>> START RECORDS

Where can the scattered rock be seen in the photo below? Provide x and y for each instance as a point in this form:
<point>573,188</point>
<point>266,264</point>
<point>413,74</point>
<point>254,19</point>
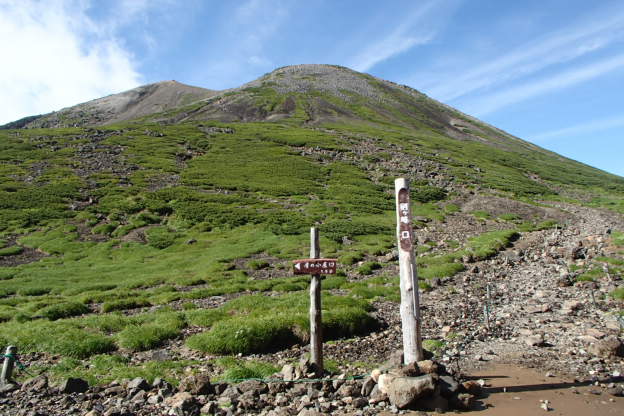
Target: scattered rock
<point>609,347</point>
<point>405,391</point>
<point>74,385</point>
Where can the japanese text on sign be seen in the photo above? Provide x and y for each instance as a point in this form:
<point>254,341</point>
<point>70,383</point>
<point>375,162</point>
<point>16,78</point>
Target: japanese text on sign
<point>405,226</point>
<point>314,266</point>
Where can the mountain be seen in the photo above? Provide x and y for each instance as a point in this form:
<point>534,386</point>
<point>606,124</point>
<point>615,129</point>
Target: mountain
<point>132,104</point>
<point>162,221</point>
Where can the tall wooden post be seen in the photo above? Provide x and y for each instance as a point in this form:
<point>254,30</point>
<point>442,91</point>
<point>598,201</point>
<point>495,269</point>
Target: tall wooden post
<point>410,302</point>
<point>316,322</point>
<point>7,367</point>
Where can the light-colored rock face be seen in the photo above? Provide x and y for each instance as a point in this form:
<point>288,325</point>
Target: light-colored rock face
<point>404,391</point>
<point>131,104</point>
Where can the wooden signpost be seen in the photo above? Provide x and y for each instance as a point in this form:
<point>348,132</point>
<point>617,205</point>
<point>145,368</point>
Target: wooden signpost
<point>410,302</point>
<point>316,267</point>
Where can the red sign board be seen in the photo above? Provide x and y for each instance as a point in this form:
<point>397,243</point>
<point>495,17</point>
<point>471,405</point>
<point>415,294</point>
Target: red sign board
<point>405,220</point>
<point>314,266</point>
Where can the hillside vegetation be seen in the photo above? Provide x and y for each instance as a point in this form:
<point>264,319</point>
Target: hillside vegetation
<point>175,227</point>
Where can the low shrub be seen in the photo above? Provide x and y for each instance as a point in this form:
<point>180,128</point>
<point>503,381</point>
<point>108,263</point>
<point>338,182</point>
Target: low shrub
<point>34,291</point>
<point>160,237</point>
<point>440,270</point>
<point>257,264</point>
<point>350,258</point>
<point>368,267</point>
<point>63,310</point>
<point>59,337</point>
<point>11,251</point>
<point>123,304</point>
<point>145,337</point>
<point>237,370</point>
<point>246,335</point>
<point>509,217</point>
<point>618,293</point>
<point>482,215</point>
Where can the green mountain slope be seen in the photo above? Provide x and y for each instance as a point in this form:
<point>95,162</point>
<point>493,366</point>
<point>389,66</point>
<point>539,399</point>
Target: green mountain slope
<point>161,213</point>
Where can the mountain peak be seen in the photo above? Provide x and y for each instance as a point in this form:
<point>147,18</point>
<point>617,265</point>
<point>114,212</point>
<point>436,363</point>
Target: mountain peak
<point>137,102</point>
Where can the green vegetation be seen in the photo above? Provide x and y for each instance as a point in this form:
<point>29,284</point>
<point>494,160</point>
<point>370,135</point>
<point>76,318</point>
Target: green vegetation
<point>192,210</point>
<point>234,369</point>
<point>618,293</point>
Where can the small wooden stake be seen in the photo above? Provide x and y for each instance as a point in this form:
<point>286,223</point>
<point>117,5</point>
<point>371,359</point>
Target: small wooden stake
<point>7,366</point>
<point>410,302</point>
<point>316,322</point>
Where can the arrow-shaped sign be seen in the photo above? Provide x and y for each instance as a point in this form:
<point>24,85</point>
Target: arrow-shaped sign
<point>315,266</point>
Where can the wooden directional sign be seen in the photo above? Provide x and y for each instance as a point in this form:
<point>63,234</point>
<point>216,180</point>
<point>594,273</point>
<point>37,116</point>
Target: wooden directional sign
<point>405,219</point>
<point>314,266</point>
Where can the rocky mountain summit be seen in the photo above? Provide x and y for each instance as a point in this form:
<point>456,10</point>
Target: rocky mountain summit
<point>128,105</point>
<point>146,255</point>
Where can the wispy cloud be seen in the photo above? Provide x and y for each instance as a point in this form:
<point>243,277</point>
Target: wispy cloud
<point>54,56</point>
<point>558,47</point>
<point>489,103</point>
<point>244,46</point>
<point>581,129</point>
<point>415,29</point>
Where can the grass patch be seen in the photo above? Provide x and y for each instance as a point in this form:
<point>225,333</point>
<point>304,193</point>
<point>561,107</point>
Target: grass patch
<point>11,251</point>
<point>260,324</point>
<point>236,370</point>
<point>102,369</point>
<point>63,310</point>
<point>123,304</point>
<point>618,293</point>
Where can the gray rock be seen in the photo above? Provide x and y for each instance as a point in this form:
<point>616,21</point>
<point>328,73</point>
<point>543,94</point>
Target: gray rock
<point>35,384</point>
<point>74,385</point>
<point>463,401</point>
<point>448,386</point>
<point>182,404</point>
<point>138,383</point>
<point>405,391</point>
<point>288,372</point>
<point>196,384</point>
<point>254,386</point>
<point>377,396</point>
<point>609,347</point>
<point>359,402</point>
<point>367,386</point>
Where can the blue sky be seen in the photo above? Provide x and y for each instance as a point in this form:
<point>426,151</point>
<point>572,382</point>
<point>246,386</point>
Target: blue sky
<point>548,71</point>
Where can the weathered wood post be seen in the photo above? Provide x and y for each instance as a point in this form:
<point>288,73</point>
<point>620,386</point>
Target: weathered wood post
<point>410,302</point>
<point>7,366</point>
<point>316,321</point>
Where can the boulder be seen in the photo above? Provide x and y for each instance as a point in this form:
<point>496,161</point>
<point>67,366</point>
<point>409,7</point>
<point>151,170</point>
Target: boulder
<point>288,372</point>
<point>35,384</point>
<point>428,367</point>
<point>367,386</point>
<point>254,386</point>
<point>448,386</point>
<point>182,404</point>
<point>405,391</point>
<point>609,347</point>
<point>74,385</point>
<point>196,384</point>
<point>384,381</point>
<point>463,401</point>
<point>139,384</point>
<point>377,396</point>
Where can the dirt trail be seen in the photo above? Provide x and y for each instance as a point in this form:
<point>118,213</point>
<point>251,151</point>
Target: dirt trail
<point>513,390</point>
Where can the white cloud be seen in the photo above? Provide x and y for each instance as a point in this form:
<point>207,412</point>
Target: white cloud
<point>414,30</point>
<point>581,129</point>
<point>55,56</point>
<point>492,102</point>
<point>593,34</point>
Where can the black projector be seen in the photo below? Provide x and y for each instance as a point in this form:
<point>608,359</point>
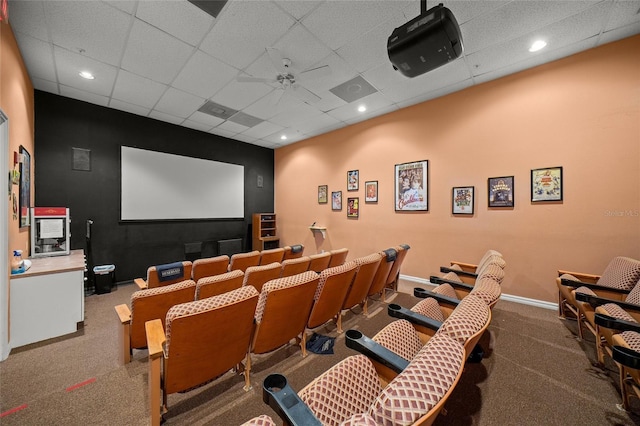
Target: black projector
<point>426,42</point>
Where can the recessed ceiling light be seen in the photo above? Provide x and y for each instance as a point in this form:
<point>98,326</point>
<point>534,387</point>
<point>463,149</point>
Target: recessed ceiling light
<point>87,75</point>
<point>537,45</point>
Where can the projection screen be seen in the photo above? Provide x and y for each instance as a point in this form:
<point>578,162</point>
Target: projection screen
<point>159,186</point>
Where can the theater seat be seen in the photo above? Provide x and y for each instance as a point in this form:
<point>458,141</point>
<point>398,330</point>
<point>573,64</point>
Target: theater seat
<point>196,352</point>
<point>210,266</point>
<point>147,305</point>
<point>166,274</point>
<point>218,284</point>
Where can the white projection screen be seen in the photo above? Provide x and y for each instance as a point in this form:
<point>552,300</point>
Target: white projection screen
<point>159,186</point>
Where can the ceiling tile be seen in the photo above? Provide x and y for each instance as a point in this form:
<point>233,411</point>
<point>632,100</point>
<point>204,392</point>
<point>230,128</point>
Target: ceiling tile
<point>133,89</point>
<point>181,19</point>
<point>154,53</point>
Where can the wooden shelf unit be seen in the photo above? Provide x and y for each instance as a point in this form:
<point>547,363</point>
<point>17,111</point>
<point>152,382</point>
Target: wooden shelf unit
<point>264,231</point>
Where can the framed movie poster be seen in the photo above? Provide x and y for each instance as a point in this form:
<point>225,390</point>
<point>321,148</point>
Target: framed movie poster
<point>411,186</point>
<point>546,184</point>
<point>336,200</point>
<point>463,200</point>
<point>353,207</point>
<point>500,191</point>
<point>322,194</point>
<point>371,191</point>
<point>352,180</point>
<point>25,187</point>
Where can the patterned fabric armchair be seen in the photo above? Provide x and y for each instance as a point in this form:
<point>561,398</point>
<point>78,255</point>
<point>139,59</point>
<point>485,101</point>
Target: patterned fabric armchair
<point>147,305</point>
<point>193,352</point>
<point>219,284</point>
<point>242,261</point>
<point>209,267</point>
<point>617,280</point>
<point>154,279</point>
<point>258,275</point>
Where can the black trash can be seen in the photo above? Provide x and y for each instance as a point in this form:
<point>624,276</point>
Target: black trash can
<point>104,277</point>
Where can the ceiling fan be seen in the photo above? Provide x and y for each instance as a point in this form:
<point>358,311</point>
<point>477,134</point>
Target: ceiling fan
<point>288,79</point>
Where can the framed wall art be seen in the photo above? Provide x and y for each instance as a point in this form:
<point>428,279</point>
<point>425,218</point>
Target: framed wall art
<point>322,194</point>
<point>353,180</point>
<point>353,206</point>
<point>336,200</point>
<point>463,200</point>
<point>500,191</point>
<point>371,191</point>
<point>411,186</point>
<point>546,184</point>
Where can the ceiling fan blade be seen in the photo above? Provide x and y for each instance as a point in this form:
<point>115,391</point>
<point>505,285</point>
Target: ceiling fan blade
<point>249,79</point>
<point>314,73</point>
<point>304,94</point>
<point>275,55</point>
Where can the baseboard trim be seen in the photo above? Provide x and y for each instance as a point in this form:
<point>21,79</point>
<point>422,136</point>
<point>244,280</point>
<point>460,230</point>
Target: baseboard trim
<point>508,297</point>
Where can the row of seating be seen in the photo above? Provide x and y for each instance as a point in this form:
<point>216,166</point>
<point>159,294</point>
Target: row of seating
<point>291,256</point>
<point>406,374</point>
<point>247,321</point>
<point>608,305</point>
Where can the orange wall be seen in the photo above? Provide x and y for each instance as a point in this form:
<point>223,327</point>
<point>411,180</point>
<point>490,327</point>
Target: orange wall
<point>16,100</point>
<point>581,113</point>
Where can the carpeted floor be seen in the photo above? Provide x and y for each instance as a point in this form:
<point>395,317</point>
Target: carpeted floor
<point>534,372</point>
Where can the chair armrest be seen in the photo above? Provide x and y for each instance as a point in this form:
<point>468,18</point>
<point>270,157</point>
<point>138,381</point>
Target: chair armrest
<point>357,341</point>
<point>397,311</point>
<point>440,298</point>
<point>627,357</point>
<point>595,287</point>
<point>438,280</point>
<point>124,314</point>
<point>613,323</point>
<point>446,269</point>
<point>278,395</point>
<point>590,278</point>
<point>596,301</point>
<point>141,283</point>
<point>155,338</point>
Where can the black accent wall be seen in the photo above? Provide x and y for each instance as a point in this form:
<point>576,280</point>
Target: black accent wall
<point>62,124</point>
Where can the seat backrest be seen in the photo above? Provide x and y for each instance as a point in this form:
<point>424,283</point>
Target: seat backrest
<point>394,273</point>
<point>205,338</point>
<point>218,284</point>
<point>209,267</point>
<point>621,272</point>
<point>330,294</point>
<point>271,255</point>
<point>170,273</point>
<point>319,262</point>
<point>242,261</point>
<point>380,279</point>
<point>367,267</point>
<point>258,275</point>
<point>293,252</point>
<point>338,257</point>
<point>283,310</point>
<point>150,304</point>
<point>294,266</point>
<point>467,322</point>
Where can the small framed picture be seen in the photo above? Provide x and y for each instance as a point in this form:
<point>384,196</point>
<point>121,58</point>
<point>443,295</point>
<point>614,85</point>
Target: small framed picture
<point>336,200</point>
<point>546,184</point>
<point>353,207</point>
<point>322,194</point>
<point>463,200</point>
<point>371,191</point>
<point>500,191</point>
<point>353,180</point>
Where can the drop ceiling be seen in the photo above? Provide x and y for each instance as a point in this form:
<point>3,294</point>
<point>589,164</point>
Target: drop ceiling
<point>171,61</point>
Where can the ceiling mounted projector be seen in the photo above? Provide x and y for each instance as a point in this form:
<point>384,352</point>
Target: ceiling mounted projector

>> END RECORDS

Output verbatim the lines starting at the one containing "Where can the blue" and ending after the one containing "<point>548,71</point>", with both of those lines included.

--- RESULT OF THE TASK ---
Where can the blue sky be seen in the photo above? Provide x and y for each instance as a point in this form:
<point>426,151</point>
<point>572,382</point>
<point>246,386</point>
Target: blue sky
<point>548,71</point>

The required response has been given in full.